— BEGIN —

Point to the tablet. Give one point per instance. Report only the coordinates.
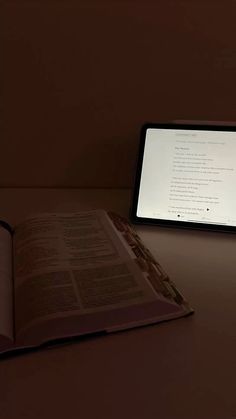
(186, 177)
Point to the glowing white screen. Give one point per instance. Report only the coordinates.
(189, 175)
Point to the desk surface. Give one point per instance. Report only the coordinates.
(181, 369)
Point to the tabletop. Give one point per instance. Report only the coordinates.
(183, 368)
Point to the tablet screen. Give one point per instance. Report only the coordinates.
(187, 175)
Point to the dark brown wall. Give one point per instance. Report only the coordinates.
(80, 78)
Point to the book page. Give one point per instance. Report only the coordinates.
(72, 264)
(6, 284)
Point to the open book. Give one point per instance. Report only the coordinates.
(71, 274)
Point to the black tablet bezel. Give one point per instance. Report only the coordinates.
(171, 223)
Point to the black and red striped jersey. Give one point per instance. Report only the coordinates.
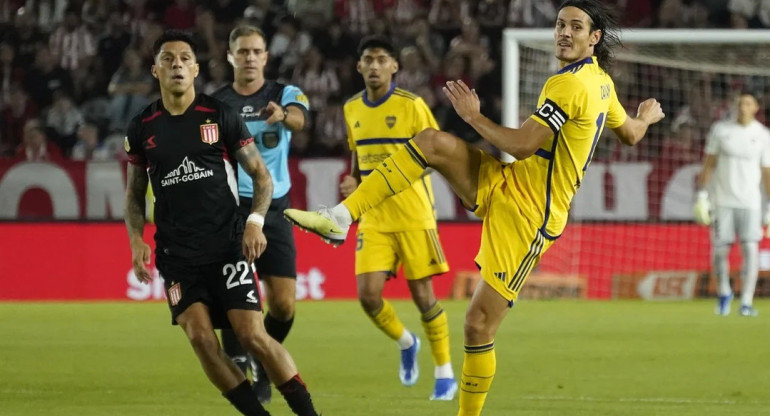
(190, 160)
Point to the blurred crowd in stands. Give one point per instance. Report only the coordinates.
(74, 72)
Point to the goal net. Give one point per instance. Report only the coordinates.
(631, 232)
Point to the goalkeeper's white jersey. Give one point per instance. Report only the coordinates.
(741, 152)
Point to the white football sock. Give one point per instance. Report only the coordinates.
(406, 340)
(342, 215)
(749, 272)
(722, 269)
(444, 371)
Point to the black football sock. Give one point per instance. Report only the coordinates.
(245, 401)
(296, 395)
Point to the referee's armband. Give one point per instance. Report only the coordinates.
(552, 114)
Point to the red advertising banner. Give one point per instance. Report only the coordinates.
(617, 191)
(92, 261)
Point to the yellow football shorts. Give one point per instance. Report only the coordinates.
(511, 245)
(419, 251)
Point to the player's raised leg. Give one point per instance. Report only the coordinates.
(381, 312)
(222, 372)
(454, 159)
(482, 319)
(435, 324)
(248, 326)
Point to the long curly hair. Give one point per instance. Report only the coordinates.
(602, 18)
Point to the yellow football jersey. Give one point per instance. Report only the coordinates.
(375, 131)
(575, 103)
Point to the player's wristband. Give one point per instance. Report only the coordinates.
(255, 218)
(285, 114)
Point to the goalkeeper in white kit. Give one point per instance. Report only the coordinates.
(738, 156)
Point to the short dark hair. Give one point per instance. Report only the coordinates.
(602, 18)
(750, 93)
(377, 41)
(245, 30)
(173, 35)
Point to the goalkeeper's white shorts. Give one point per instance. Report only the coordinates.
(730, 222)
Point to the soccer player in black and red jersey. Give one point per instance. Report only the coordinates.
(187, 145)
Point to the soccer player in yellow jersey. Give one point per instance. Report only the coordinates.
(524, 204)
(402, 230)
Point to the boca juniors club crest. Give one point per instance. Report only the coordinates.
(210, 133)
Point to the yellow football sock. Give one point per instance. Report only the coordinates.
(388, 322)
(437, 330)
(393, 175)
(478, 372)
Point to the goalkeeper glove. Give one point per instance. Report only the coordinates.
(702, 209)
(766, 217)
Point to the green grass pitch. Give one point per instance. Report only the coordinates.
(553, 358)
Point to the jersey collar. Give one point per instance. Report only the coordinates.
(381, 100)
(574, 65)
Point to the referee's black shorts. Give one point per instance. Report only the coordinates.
(279, 259)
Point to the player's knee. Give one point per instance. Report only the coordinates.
(370, 302)
(203, 342)
(255, 341)
(282, 309)
(476, 329)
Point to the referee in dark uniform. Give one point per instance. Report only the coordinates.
(187, 145)
(271, 111)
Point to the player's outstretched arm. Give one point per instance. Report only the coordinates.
(521, 143)
(254, 241)
(633, 129)
(136, 189)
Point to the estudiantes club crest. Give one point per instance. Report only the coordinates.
(210, 133)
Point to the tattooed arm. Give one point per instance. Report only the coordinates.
(136, 189)
(254, 242)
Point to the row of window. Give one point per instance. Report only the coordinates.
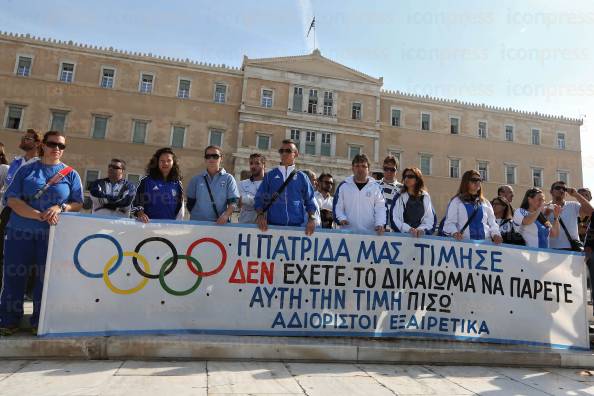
(100, 126)
(482, 128)
(510, 171)
(107, 77)
(312, 104)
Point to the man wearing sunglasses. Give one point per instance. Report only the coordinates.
(113, 195)
(31, 145)
(389, 185)
(359, 204)
(324, 199)
(286, 194)
(570, 211)
(249, 187)
(213, 194)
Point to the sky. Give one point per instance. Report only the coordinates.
(533, 55)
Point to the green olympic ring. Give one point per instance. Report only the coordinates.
(163, 271)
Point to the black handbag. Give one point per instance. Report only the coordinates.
(576, 244)
(512, 237)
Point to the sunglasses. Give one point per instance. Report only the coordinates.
(55, 144)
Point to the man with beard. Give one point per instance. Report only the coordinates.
(113, 195)
(359, 204)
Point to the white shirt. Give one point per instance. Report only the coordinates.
(364, 209)
(247, 191)
(530, 232)
(569, 215)
(324, 203)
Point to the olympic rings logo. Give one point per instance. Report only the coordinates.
(143, 267)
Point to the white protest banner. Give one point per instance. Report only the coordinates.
(117, 276)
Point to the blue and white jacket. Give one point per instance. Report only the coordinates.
(482, 227)
(364, 209)
(292, 206)
(427, 222)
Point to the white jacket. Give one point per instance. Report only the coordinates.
(364, 209)
(398, 213)
(457, 216)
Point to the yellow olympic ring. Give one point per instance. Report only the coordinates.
(133, 290)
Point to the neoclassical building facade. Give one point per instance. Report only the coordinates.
(113, 103)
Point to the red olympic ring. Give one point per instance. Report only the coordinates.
(214, 271)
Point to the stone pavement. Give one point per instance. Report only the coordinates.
(48, 378)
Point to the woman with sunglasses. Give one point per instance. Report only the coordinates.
(39, 192)
(469, 214)
(159, 194)
(530, 218)
(413, 212)
(504, 217)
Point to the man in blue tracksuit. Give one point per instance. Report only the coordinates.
(288, 208)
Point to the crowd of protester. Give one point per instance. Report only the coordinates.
(36, 187)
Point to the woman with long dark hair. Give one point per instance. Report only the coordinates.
(3, 171)
(38, 193)
(530, 218)
(469, 214)
(159, 194)
(413, 212)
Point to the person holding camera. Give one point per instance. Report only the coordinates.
(568, 238)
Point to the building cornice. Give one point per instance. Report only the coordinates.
(118, 53)
(316, 54)
(458, 104)
(209, 67)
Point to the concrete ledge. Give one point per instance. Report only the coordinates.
(314, 349)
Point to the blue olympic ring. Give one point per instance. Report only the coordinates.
(100, 274)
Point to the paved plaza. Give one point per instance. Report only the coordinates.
(18, 377)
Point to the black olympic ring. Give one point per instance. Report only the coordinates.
(155, 239)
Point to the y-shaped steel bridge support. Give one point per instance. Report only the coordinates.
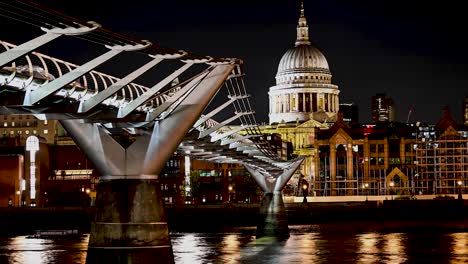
(130, 211)
(273, 222)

— END —

▸ Stated problem:
Nothing in the entries above should change when they are printed again, except that the pictures are dropped.

▸ Result of this task:
Point to the tablet. Give one point per instance. Report only the coordinates.
(186, 177)
Point to the glowing white screen. Give one point per instance. Report only the coordinates.
(189, 175)
Point to the desk surface. Give one point per instance. Report only the coordinates.
(181, 369)
Point to the tabletop. Give one point per instance. Report only the coordinates.
(183, 368)
Point to the tablet screen. Give one point per instance. Report only the coordinates.
(187, 175)
Point to the dark brown wall. Give one point per instance. Report only the coordinates.
(80, 78)
Point to the book page. Give one point per instance. Report only the coordinates.
(72, 264)
(6, 284)
Point to the open book. Give one point per instance. Report only the coordinates.
(71, 274)
Point to the black tablet bezel. Give one point per instance. Report only the coordinates.
(171, 223)
Point to the black and red striped jersey. Give one point per instance. Report only the coordinates.
(190, 160)
Point to the blurred crowd in stands. Give one point per instance. Report only the coordinates.
(74, 72)
Point to the goal net. Give one point per instance. Report only the coordinates.
(631, 232)
Point to the goalkeeper's white jersey. Give one point per instance. Report only the coordinates.
(741, 152)
Point to the white football sock. Give one point per instance. Report only the coordinates.
(406, 340)
(342, 215)
(749, 272)
(722, 269)
(444, 371)
Point to the black football sock. Give one point per instance. Report only the coordinates.
(245, 401)
(296, 395)
Point to the referee's armband. Give one point per instance. Report only the coordinates.
(552, 114)
Point to the red advertising banner. Give one point per instance. Report only the coordinates.
(617, 191)
(92, 261)
Point to the yellow football shorts. Give one point per instance. Report only the coordinates.
(511, 245)
(419, 251)
Point to the player's raised leg. Give one point per instance. Report only the coordinates.
(381, 312)
(222, 372)
(454, 159)
(482, 319)
(435, 324)
(248, 326)
Point to the long curly hair. Give one point per instance. Report only the coordinates.
(602, 18)
Point to the yellow football jersey. Give one point per instance. Report only the coordinates.
(375, 131)
(575, 103)
Point to the player's wristband. Give one point per instance. Report only the coordinates.
(255, 218)
(285, 114)
Point to the goalkeeper in white kit. Give one point per instance. Report only the coordinates.
(738, 156)
Point to the short dark hair. Give one point per instance. Report only the coordinates.
(602, 18)
(750, 93)
(377, 41)
(245, 30)
(173, 35)
Point to the goalkeeper's white shorts. Give one point per instance. Report only the coordinates.
(730, 222)
Point to the soccer player in black and red jersey. Give one point per instance. Report only the coordinates.
(187, 145)
Point to the soccer player in yellow jersey. Give one point per instance. Report only the coordinates.
(524, 204)
(402, 230)
Point to the boca juniors club crest. Give one point per instance. Report only the coordinates.
(210, 133)
Point to the yellow football sock. Give one point per instance. Report only the coordinates.
(388, 322)
(437, 330)
(393, 175)
(478, 372)
Point to the goalkeeper glove. Give one point per instance. Report only the coordinates.
(702, 209)
(766, 217)
Point to the green grass pitch. Give one point per instance. Report only the coordinates.
(553, 358)
Point to the jersey collar. Give one point per instance. Report only the coordinates.
(381, 100)
(574, 65)
Point to the referee's black shorts. Give one point per instance. Report only the coordinates.
(279, 259)
Point to the player's knee. Give one point per instance. Report only the coordinates.
(370, 302)
(203, 342)
(255, 341)
(282, 309)
(476, 329)
Point to the referee in dark uniform. Give one point per instance. Report only the coordinates.
(187, 145)
(271, 111)
Point to the player's outstretched arm. Give one point per instance. Report only the coordinates.
(521, 143)
(254, 241)
(633, 129)
(136, 189)
Point to the estudiantes club crest. Give one point per instance. Report only the coordinates.
(210, 133)
Point to the tattooed arm. Give one point per instance. Report only the coordinates.
(136, 189)
(254, 242)
Point to the row of window. Give one point per instance. Report only the coordinates.
(100, 126)
(482, 128)
(510, 171)
(107, 77)
(312, 104)
Point to the man wearing sunglasses. Give one point per instance. Report only the coordinates.
(113, 195)
(31, 145)
(389, 185)
(359, 204)
(324, 199)
(286, 194)
(570, 211)
(249, 187)
(213, 194)
Point to the sky. Give one point per instance. Report only the coordinates.
(533, 55)
Point to the green olympic ring. Give one point per instance. Report only the coordinates.
(163, 271)
Point to the black handbag. Give one point per instance. Report only the coordinates.
(576, 244)
(512, 237)
Point to the sunglasses. Give one point per instance. Report only the coordinates.
(55, 144)
Point to the man with beard. Give one point per instance. Report only the coordinates.
(113, 195)
(359, 204)
Point to the white shirt. Give one point per instance. Report only the coordinates.
(364, 209)
(247, 191)
(530, 232)
(569, 215)
(324, 203)
Point to the olympic rings logo. Give one point per instance. Report only the coordinates.
(143, 267)
Point to the white protest banner. Give one point per instance. Report only the coordinates.
(117, 276)
Point to the blue and white jacket. Give one point per instance. Report only the coordinates.
(482, 227)
(364, 209)
(292, 206)
(427, 222)
Point to the white jacket. Give one point per instance. Report only the coordinates.
(364, 209)
(398, 213)
(457, 216)
Point to the yellow olympic ring. Give one point per instance. Report only the coordinates.
(133, 290)
Point to the neoclassical building facade. Give one point per instance. Report only the coordinates.
(113, 103)
Point to the red olympic ring. Give one point per instance. Report only the coordinates.
(214, 271)
Point to the stone pavement. Give one point per instance. Report only the coordinates.
(48, 378)
Point to the woman with sunglasses. Give one point per instance. Report only the coordinates.
(39, 192)
(469, 214)
(159, 194)
(530, 218)
(413, 212)
(504, 217)
Point to the man in blue tracksuit. Give one point per instance. Report only the coordinates.
(288, 208)
Point to the crowd of protester. Give one point per instance. Report only the coordinates.
(36, 187)
Point to the woman with long dark hair. Give one point per instance. Report only the coordinates.
(3, 171)
(38, 193)
(530, 218)
(469, 214)
(159, 194)
(413, 212)
Point to the person holding camera. Give one point per instance. Report only the coordinates.
(568, 238)
Point to the building cornice. Give one point per instance. Report only the coordinates.
(118, 53)
(316, 54)
(458, 104)
(209, 67)
Point to the concrete ledge. Give one point per instance. Report only the coordinates.
(314, 349)
Point to the blue olympic ring. Give one point per instance. Report only the coordinates.
(100, 274)
Point to the paved plaza. Give one point per instance. Report only the coordinates.
(18, 377)
Point to the black olympic ring. Give one point per instance. Report only the coordinates.
(155, 239)
Point to the y-shaped steel bridge support. Give one point per instance. Report only the coordinates.
(130, 211)
(273, 222)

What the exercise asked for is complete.